Task details: Print out the entries exactly, and include each one.

★ ★ ★

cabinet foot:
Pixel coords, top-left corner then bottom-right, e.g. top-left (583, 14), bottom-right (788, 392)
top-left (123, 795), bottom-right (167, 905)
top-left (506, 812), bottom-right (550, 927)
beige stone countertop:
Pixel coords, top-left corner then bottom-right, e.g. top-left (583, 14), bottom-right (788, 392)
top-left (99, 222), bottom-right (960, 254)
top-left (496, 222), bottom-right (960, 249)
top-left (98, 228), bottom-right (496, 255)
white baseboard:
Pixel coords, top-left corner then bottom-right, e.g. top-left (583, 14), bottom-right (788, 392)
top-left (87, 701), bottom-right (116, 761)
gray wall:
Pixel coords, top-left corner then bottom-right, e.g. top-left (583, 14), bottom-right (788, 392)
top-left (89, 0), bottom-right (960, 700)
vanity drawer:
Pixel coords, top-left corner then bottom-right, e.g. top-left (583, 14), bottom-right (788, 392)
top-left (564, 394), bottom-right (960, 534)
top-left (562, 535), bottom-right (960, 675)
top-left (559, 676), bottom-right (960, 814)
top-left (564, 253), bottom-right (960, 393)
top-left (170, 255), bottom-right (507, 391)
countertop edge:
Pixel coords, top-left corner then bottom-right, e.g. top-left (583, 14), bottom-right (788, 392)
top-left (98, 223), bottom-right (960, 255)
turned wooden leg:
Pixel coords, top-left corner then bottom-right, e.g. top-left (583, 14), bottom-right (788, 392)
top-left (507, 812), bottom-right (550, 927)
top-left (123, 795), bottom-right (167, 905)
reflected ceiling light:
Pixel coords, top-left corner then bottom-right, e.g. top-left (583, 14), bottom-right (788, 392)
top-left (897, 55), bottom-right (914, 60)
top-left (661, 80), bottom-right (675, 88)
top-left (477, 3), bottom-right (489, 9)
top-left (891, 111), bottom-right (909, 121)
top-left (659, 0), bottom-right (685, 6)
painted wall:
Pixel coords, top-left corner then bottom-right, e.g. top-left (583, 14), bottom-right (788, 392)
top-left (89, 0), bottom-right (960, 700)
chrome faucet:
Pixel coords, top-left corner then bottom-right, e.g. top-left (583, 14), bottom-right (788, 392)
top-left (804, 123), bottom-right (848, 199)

★ ★ ★

Answer space:
cabinet foot:
Pixel coords, top-left corner then bottom-right, e.g. top-left (583, 14), bottom-right (788, 392)
top-left (123, 795), bottom-right (167, 905)
top-left (506, 812), bottom-right (550, 927)
beige stone countertop:
Pixel coords, top-left corner then bottom-right, e.g. top-left (583, 14), bottom-right (788, 392)
top-left (99, 222), bottom-right (960, 254)
top-left (496, 222), bottom-right (960, 249)
top-left (98, 228), bottom-right (496, 255)
white baseboard:
Pixel coords, top-left corner then bottom-right, e.g. top-left (583, 14), bottom-right (788, 392)
top-left (87, 701), bottom-right (116, 761)
gray wall:
Pixel coords, top-left corner then bottom-right, e.g. top-left (583, 14), bottom-right (788, 392)
top-left (89, 0), bottom-right (960, 700)
vanity drawer:
Pixel coords, top-left corner then bottom-right, e.g. top-left (583, 14), bottom-right (788, 392)
top-left (564, 394), bottom-right (960, 534)
top-left (562, 535), bottom-right (960, 675)
top-left (559, 676), bottom-right (960, 814)
top-left (564, 253), bottom-right (960, 393)
top-left (170, 255), bottom-right (507, 391)
countertop edge:
Pixel coords, top-left corner then bottom-right, e.g. top-left (583, 14), bottom-right (788, 392)
top-left (98, 223), bottom-right (960, 255)
turned wooden leg:
Pixel coords, top-left corner then bottom-right, e.g. top-left (583, 14), bottom-right (788, 392)
top-left (507, 812), bottom-right (550, 927)
top-left (123, 795), bottom-right (167, 905)
reflected ceiling light:
Pixel coords, top-left corner then bottom-right, e.g. top-left (583, 14), bottom-right (788, 392)
top-left (897, 55), bottom-right (914, 60)
top-left (661, 80), bottom-right (675, 88)
top-left (477, 3), bottom-right (489, 9)
top-left (891, 111), bottom-right (909, 121)
top-left (659, 0), bottom-right (685, 6)
painted wall:
Pixel coords, top-left corner then bottom-right, e.g. top-left (583, 14), bottom-right (788, 392)
top-left (89, 0), bottom-right (960, 700)
chrome faucet:
Pixel coords, top-left corner then bottom-right, e.g. top-left (583, 14), bottom-right (788, 392)
top-left (804, 123), bottom-right (848, 199)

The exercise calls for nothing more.